(出典)
|---|

16世紀の大航海時代を舞台に、船団を率いて交易と探険を繰り返し、時に海戦を行いながら広大な大海原に挑む、コーエーテクモの「リコエイションゲーム」(歴史SLG+RPG)の名作『大航海時代』。
その4作目がスマホに移植されました。
『大航海時代Ⅳ』です。
2006年にニンテンドーDSで発売された『大航海時代IV ROTA NOVA』をベースとしており、『信長の野望・武将風雲録』や『三國志V』と同じニンテンドーDS/3DS版の移植。
PC版の『大航海時代IV PORTO ESTADO』は1999年に大公開されています。
自由度の高いゲームで、ストーリーはありますが、どこに行って誰にケンカを売っても構いません。
船一隻からスタートし、交易で財を成し、船団を組んで新大陸やアジアへと思うままに勢力を伸ばしていけます。
今までの『大航海時代』の舞台は1500年頃、大航海時代の中期で、まだ明らかになっていない世界が多く残されていましたが、今作の舞台は1600年頃、大航海時代の後期です。
欧州列強が世界中に進出しており、各地でさまざまな勢力がせめぎ合っている時代。
そのため今作は探険よりも、港の占有率「シェア」の取り合いが中心となっています。
ゲームとしては『大航海時代II』の縮小版という印象です。
「4なのに2の縮小なの?」と思われそうですが、拡張より遊びやすさを重視した作りですね。

|---|

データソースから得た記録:
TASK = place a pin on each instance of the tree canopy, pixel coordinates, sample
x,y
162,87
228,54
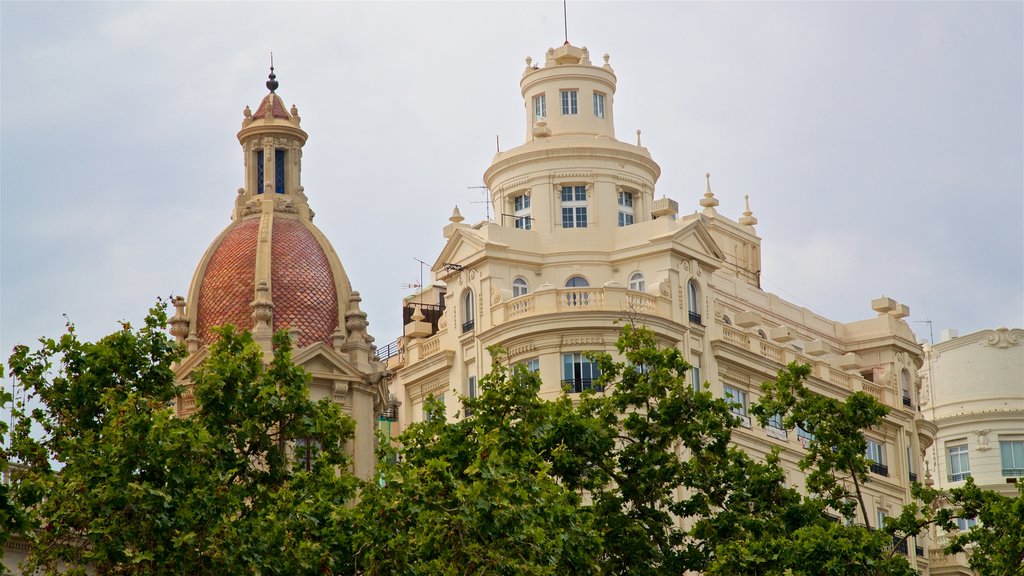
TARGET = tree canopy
x,y
640,476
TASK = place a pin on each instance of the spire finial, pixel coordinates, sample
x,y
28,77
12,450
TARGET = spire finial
x,y
272,83
748,218
709,201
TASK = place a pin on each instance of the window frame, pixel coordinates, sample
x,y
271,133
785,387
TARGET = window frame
x,y
1015,449
569,98
468,312
581,366
599,105
519,287
540,107
637,282
958,459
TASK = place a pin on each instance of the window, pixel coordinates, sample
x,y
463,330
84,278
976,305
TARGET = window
x,y
637,282
305,452
692,301
519,287
964,524
568,103
1013,457
467,312
573,206
960,462
579,373
520,206
877,454
577,297
904,379
737,398
599,105
279,171
625,208
471,393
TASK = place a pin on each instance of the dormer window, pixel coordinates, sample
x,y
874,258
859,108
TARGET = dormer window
x,y
279,171
573,206
540,108
569,104
625,208
520,205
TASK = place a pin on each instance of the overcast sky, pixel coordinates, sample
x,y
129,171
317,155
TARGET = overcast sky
x,y
881,144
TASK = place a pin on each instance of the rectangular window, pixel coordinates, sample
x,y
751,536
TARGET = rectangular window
x,y
279,171
738,400
569,103
522,213
259,171
573,206
960,462
877,454
1012,453
471,393
964,524
579,373
625,208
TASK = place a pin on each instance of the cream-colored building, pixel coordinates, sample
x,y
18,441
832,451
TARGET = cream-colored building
x,y
582,243
973,389
272,269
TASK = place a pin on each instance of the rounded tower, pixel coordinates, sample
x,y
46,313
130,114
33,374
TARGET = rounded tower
x,y
571,173
271,269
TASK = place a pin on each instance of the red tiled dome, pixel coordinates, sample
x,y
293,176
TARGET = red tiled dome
x,y
302,285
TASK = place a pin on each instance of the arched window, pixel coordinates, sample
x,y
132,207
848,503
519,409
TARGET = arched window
x,y
904,382
577,295
519,287
637,282
693,301
467,311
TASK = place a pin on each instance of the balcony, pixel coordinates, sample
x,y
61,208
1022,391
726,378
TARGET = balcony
x,y
559,300
578,385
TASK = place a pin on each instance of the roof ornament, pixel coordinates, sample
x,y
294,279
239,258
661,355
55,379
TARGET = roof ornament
x,y
456,216
709,201
272,83
748,218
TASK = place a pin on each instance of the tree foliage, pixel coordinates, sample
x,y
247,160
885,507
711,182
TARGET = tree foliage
x,y
117,485
641,476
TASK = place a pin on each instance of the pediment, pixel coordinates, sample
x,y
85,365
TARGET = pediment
x,y
322,359
465,245
695,239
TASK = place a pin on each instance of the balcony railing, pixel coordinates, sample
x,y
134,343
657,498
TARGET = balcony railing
x,y
578,385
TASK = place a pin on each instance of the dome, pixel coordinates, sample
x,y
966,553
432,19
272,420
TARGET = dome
x,y
303,286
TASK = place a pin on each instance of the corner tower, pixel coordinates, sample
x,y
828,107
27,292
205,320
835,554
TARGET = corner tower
x,y
571,172
271,269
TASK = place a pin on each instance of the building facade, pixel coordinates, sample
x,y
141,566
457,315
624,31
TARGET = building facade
x,y
973,391
581,244
271,269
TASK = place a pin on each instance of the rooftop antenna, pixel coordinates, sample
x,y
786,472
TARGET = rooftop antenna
x,y
485,202
565,22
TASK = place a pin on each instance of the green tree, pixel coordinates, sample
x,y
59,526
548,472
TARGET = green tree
x,y
117,485
476,496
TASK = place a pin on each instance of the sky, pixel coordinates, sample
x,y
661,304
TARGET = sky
x,y
882,144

|---|

(取り組む課題)
大航海時代Ⅳの紹介文を読み、次の問いに答えなさい。
(a) スマホ版のベースとなった作品は、何年にどの機種で発売されたか。
(b) 今作の舞台は何年頃か。
(c) 今作で探険よりも中心となっているのは何か。
ここにある行は使わなくてよい。

(本問の解答)
(a) 2006年、ニンテンドーDS
(b) 1600年頃
(c) 港の占有率「シェア」の取り合い